### Written task 1
Copy everything in the diffoscope bug thread from "I would argue" down to "sense to me.", replacing "binary" with "non-text".
### Written task 2
Extend the diffoscope bug thread, writing on from its final line.

### Extract to read

Bug#1053668: diffoscope: Consider using `file -i` as fallback for unknown file output

Sun Oct 15 23:06:31 BST 2023

* Chris Lamb <lamby at debian.org> [2023-10-11 14:51]:
> Niels Thykier wrote:
> 
> > Digging a bit deeper, it turns out that `file -i` correctly classifies 
> > the changelog as `text/plain; charset=utf-8`.  That is, `file` knows it 
> > is text and I suspect `diffoscope` should try `file -i` as well when it 
> > gets an unknown result from `file`.
> 
> By "unknown result" I assume you mean that diffoscope cannot match
> the file type with any known comparator. :)  Indeed, diffoscope
> doesn't recognise the bogus "Message Sequence Chart" so it falls
> back to using a hexdump as you intuited.

I would argue that this is a bug in file(1) as Magdir/communications
uses a "string" test, which is for binary files.  If this is a text
file, not a binary format, it should be forcing a text file test by
using "string/t" instead.

That said, this is likely not the only such bug (I already encountered
one before [1]), so the suggestion below makes sense to me.

### Raw records
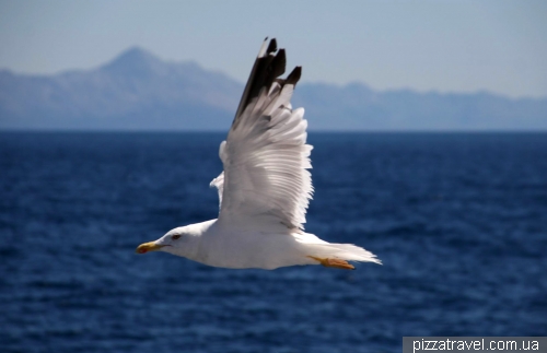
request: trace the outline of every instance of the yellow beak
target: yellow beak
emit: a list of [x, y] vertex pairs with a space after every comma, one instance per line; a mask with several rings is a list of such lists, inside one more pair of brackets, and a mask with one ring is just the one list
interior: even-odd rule
[[158, 245], [154, 242], [150, 242], [139, 245], [139, 247], [137, 247], [137, 250], [135, 250], [135, 252], [147, 254], [148, 251], [158, 251], [163, 247], [164, 245]]

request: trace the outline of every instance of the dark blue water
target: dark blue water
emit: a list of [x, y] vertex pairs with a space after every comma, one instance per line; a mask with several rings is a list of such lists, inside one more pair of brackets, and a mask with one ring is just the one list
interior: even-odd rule
[[357, 271], [136, 255], [216, 217], [224, 134], [1, 133], [2, 352], [400, 352], [547, 334], [547, 134], [311, 133], [306, 230]]

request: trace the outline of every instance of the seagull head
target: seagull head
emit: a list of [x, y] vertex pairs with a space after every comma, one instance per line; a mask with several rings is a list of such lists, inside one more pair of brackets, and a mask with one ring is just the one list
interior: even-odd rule
[[158, 240], [139, 245], [136, 252], [165, 251], [182, 257], [190, 257], [197, 248], [198, 238], [199, 236], [194, 232], [193, 225], [179, 226], [168, 231]]

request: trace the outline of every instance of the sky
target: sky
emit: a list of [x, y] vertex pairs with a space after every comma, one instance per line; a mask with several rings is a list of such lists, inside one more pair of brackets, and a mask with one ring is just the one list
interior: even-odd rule
[[303, 82], [547, 97], [547, 1], [0, 0], [0, 69], [16, 73], [139, 46], [244, 82], [266, 36]]

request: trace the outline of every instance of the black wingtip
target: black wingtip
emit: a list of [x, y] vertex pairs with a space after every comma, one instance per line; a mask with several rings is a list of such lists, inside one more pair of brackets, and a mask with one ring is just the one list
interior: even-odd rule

### Task response 1
I would argue that this is a bug in file(1) as Magdir/communications
uses a "string" test, which is for non-text files.  If this is a text
file, not a non-text format, it should be forcing a text file test by
using "string/t" instead.

That said, this is likely not the only such bug (I already encountered
one before [1]), so the suggestion below makes sense to me.

### Task response 2
> I've got some WIP code that will treat unknown file types as text if
> they have a MIME type of text/plain. This avoids the use of hexdump
> with the examples you sent over at least.
> 
> Do you think I should be further limiting that conditional to a
> whitelist of safe encodings, too? (eg. "utf-8" and "us-ascii", etc.)

I don't think we need to handle encodings differently from how we
already handle files identified as text by file(1): the TextFile
comparator tries to guess the encoding, but falls back to a hexdump
for e.g. euc-jp encoded files which are identified as "unknown-8bit"
by File.guess_encoding(), resulting in a LookupError from
codecs.open().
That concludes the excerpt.